- THE EXERCISE:
Reproduce verbatim every line from the one containing "Can you find the boot" through the final line of the records, inclusive.

- Pointing entries for named objects:
- - -
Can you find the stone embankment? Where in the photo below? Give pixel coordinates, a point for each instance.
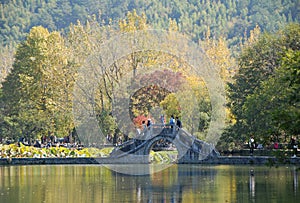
(221, 160)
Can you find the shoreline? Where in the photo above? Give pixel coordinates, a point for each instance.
(221, 160)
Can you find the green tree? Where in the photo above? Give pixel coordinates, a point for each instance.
(257, 64)
(37, 93)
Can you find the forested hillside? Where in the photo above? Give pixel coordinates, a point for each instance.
(253, 45)
(231, 19)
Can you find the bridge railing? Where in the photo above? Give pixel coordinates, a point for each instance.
(156, 129)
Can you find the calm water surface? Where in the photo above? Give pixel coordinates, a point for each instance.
(178, 183)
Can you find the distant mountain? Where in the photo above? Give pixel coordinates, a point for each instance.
(231, 19)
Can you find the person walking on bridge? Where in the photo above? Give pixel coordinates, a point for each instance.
(178, 123)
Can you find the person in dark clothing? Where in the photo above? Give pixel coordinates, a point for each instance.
(294, 146)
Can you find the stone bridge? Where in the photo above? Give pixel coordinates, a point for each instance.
(137, 150)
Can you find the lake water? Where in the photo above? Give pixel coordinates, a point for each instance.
(178, 183)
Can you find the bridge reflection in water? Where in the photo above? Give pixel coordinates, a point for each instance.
(137, 150)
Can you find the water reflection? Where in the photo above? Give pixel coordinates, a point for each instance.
(178, 183)
(252, 184)
(295, 179)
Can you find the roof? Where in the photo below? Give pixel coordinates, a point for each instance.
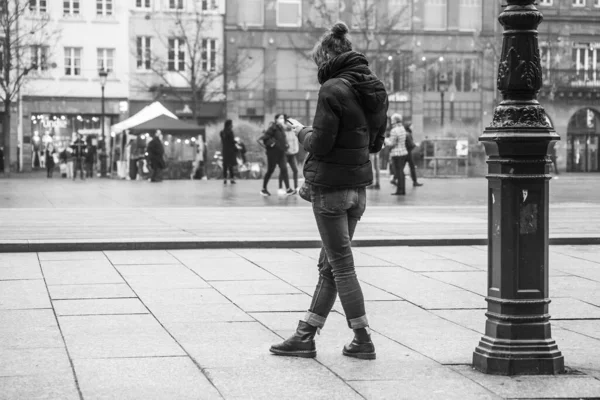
(166, 124)
(145, 114)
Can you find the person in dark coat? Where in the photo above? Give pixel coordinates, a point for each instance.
(228, 151)
(349, 124)
(410, 146)
(79, 149)
(156, 157)
(275, 142)
(50, 164)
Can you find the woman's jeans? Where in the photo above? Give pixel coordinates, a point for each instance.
(337, 211)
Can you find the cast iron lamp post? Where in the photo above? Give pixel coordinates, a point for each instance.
(517, 337)
(103, 75)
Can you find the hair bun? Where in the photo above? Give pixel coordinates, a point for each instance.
(339, 29)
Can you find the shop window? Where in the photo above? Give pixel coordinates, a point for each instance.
(436, 17)
(39, 58)
(400, 14)
(364, 14)
(38, 6)
(70, 7)
(251, 13)
(106, 59)
(470, 15)
(104, 7)
(210, 5)
(144, 52)
(72, 61)
(252, 70)
(289, 13)
(209, 55)
(176, 61)
(145, 4)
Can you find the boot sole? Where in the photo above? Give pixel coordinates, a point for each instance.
(361, 356)
(299, 353)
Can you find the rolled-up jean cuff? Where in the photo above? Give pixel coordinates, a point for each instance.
(357, 323)
(314, 320)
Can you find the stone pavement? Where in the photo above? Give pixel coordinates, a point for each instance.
(198, 324)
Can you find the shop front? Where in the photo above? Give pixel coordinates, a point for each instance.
(583, 137)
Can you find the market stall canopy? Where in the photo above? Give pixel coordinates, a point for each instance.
(166, 125)
(147, 113)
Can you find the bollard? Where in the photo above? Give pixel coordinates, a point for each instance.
(518, 337)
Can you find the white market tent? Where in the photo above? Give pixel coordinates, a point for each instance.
(147, 113)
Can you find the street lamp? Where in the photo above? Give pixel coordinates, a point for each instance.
(103, 75)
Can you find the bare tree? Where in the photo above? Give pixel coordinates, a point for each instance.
(23, 31)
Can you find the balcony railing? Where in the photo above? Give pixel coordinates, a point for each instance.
(571, 78)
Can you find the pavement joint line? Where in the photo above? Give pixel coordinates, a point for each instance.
(62, 335)
(98, 245)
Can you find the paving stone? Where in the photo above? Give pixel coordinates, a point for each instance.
(99, 307)
(183, 280)
(48, 386)
(422, 331)
(29, 329)
(589, 328)
(110, 336)
(79, 272)
(141, 257)
(240, 288)
(473, 281)
(421, 387)
(71, 255)
(535, 387)
(272, 302)
(569, 308)
(229, 269)
(34, 361)
(182, 297)
(98, 291)
(24, 271)
(23, 294)
(287, 380)
(18, 259)
(143, 378)
(184, 256)
(229, 344)
(198, 314)
(421, 290)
- - -
- FINISHED ANSWER:
Can you find the boot sole? Where in the photo above? Give pixel coordinates, a point for each instance.
(361, 356)
(299, 353)
Can you find the rolled-up jean cuff? Where in the photo above? Give pixel coordinates, a point for each instance.
(357, 323)
(314, 320)
Can you find the stone pavement? Where in the photo above? Give pixel coordinates, a point for each instance.
(198, 324)
Can you find the shop front? Where in the photo above? Give pixel coordinates, a point for each instance.
(583, 137)
Can you find the market stall canopy? Where in the photo above? Give pixel coordinates, a point for each instance.
(166, 125)
(147, 113)
Can you find the bollard? Where in the photo above? Give pixel coordinates, a point for each instance.
(518, 337)
Can you find the white market tent? Where in the photo above? Give pixel coordinates, a point for each instance.
(147, 113)
Can you find the street lamp? Where in the photo above? Give pixel coordinates, a point for each instance.
(103, 75)
Can you find the bare tree? Where in the photo above? Give pixel coordinates, a point for each instance.
(23, 31)
Can you find the balcony railing? Where in the photo above? Give pixel coordinates, a point for each instance.
(571, 78)
Can you find the pavement joint line? Where in the photo above? Give pixel coordinates, a point for each instance.
(62, 335)
(98, 245)
Can you find the paving stone? Where in the photo above? Give pixel coordinates, a point for each instance.
(99, 307)
(183, 280)
(48, 386)
(422, 331)
(29, 329)
(589, 328)
(110, 336)
(79, 272)
(141, 257)
(240, 288)
(473, 281)
(421, 387)
(71, 255)
(535, 387)
(272, 302)
(569, 308)
(229, 269)
(34, 361)
(182, 297)
(98, 291)
(24, 271)
(23, 294)
(287, 380)
(18, 259)
(143, 378)
(184, 256)
(229, 344)
(198, 314)
(421, 290)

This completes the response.